> Your objective
Read through the data, and wherever a line holds the word "wall", write that line out.

> Input material
-----

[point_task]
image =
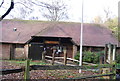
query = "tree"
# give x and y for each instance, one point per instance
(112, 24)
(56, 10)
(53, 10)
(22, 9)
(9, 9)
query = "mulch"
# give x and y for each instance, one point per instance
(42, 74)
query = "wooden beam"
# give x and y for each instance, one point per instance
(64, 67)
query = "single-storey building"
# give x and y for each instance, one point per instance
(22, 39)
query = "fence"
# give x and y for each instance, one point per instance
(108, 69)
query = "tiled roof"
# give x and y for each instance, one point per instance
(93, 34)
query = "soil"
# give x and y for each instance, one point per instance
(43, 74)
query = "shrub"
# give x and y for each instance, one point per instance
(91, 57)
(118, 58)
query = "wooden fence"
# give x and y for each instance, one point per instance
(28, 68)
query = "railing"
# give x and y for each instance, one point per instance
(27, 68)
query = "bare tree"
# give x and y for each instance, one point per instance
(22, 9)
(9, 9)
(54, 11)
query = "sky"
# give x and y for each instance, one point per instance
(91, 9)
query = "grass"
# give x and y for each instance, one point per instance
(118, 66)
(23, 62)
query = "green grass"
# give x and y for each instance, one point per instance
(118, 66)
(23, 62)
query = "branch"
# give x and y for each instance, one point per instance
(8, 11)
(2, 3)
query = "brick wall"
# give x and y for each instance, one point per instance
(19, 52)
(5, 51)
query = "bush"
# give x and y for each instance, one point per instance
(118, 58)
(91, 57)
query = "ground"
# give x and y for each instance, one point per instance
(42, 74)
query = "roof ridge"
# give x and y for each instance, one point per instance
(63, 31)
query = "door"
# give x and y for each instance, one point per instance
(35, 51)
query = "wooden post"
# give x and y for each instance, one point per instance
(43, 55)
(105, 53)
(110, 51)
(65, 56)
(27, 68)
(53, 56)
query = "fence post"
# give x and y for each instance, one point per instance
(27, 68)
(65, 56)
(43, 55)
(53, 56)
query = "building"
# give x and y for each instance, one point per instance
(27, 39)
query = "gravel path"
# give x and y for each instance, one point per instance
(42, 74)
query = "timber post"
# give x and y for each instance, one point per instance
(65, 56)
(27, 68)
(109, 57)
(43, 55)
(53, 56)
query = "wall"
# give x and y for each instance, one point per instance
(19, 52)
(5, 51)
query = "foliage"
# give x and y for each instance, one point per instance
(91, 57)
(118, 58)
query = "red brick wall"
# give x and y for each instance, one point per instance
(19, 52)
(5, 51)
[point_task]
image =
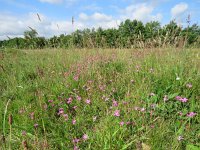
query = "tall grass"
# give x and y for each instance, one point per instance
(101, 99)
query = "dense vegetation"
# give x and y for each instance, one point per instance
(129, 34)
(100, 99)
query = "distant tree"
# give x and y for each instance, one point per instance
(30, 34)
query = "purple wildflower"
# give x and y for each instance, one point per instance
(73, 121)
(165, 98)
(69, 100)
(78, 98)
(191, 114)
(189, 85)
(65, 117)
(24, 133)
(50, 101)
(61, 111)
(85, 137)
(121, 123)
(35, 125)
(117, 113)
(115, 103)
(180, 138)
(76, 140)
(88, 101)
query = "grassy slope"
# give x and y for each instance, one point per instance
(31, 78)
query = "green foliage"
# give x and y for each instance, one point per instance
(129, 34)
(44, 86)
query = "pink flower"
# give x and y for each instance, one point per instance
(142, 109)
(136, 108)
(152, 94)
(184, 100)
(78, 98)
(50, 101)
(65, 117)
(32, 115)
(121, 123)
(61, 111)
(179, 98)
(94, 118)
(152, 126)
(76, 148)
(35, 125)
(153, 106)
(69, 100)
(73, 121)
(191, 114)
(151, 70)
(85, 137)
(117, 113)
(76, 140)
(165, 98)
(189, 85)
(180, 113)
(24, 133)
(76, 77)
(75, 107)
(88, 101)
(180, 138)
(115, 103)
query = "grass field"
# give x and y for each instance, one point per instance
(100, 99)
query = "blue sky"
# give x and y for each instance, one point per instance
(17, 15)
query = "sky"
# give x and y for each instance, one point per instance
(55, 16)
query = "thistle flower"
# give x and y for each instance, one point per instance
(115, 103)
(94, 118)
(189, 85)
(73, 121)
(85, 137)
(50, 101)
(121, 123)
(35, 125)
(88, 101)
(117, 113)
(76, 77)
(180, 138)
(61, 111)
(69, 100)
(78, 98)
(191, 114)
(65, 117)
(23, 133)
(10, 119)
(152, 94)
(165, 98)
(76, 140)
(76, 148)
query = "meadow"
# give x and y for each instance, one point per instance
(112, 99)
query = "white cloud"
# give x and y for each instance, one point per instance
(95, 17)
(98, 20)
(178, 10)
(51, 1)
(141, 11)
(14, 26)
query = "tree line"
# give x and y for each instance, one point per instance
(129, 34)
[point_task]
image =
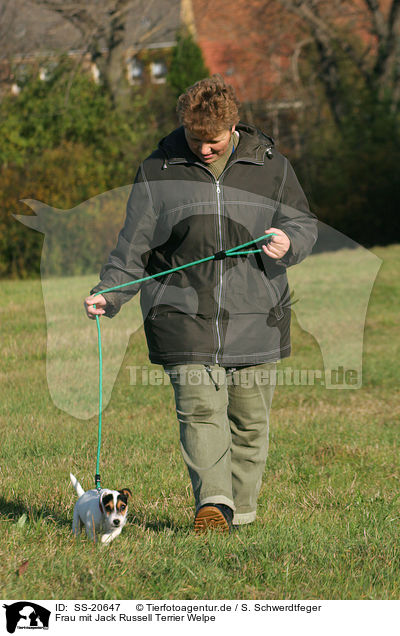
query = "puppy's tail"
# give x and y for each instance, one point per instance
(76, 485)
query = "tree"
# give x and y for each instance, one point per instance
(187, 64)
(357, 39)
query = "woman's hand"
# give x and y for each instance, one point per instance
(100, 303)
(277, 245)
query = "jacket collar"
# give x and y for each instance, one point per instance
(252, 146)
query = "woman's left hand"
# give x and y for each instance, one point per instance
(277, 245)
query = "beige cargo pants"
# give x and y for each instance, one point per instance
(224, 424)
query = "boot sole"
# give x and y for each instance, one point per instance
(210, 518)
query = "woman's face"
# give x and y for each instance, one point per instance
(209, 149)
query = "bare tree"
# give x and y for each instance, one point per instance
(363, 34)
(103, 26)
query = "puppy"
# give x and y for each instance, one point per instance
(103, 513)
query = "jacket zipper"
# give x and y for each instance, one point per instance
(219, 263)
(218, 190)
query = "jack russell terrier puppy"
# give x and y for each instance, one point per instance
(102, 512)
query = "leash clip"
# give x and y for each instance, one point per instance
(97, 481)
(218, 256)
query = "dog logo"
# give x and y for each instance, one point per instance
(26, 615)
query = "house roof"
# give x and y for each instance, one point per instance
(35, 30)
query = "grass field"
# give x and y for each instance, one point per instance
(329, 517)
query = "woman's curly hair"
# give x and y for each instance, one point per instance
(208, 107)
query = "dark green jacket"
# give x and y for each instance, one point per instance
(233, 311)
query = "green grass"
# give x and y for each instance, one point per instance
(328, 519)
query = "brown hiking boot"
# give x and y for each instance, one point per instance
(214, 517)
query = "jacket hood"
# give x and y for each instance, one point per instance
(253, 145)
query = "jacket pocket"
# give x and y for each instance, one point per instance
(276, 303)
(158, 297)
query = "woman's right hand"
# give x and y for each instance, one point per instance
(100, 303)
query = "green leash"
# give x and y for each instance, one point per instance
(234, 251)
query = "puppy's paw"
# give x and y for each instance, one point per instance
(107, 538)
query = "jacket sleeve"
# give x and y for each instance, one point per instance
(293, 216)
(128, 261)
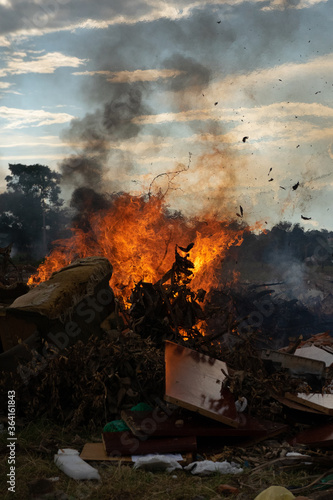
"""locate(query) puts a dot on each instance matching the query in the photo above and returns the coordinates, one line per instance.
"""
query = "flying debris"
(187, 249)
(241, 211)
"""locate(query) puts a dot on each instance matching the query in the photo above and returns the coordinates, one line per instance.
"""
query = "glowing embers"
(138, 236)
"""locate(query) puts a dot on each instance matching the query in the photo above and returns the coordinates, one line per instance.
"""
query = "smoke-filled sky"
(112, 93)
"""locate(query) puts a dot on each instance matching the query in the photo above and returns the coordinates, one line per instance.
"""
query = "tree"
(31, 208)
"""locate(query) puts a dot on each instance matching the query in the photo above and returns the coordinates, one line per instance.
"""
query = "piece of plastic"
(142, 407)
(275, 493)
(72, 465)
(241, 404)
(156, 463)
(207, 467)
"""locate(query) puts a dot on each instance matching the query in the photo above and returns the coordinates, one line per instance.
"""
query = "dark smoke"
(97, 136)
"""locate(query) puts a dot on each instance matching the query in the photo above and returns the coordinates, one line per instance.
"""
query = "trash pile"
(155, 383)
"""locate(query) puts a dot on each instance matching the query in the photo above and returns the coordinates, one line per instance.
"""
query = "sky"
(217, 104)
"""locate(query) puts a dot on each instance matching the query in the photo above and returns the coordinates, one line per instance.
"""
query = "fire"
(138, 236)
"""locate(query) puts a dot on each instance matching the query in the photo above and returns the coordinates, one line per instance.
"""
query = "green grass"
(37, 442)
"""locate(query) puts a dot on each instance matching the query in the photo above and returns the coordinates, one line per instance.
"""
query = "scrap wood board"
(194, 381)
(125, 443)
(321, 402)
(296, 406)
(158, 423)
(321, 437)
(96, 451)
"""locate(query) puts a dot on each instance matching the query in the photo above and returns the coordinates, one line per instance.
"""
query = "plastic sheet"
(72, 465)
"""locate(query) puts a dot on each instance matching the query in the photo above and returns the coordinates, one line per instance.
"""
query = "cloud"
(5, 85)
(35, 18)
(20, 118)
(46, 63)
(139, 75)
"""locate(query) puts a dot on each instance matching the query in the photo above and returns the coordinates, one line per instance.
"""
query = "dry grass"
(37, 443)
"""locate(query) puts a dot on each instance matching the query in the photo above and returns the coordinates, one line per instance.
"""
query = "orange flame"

-----

> Solution
query = "brick wall"
query = "wall"
query = "red brick wall"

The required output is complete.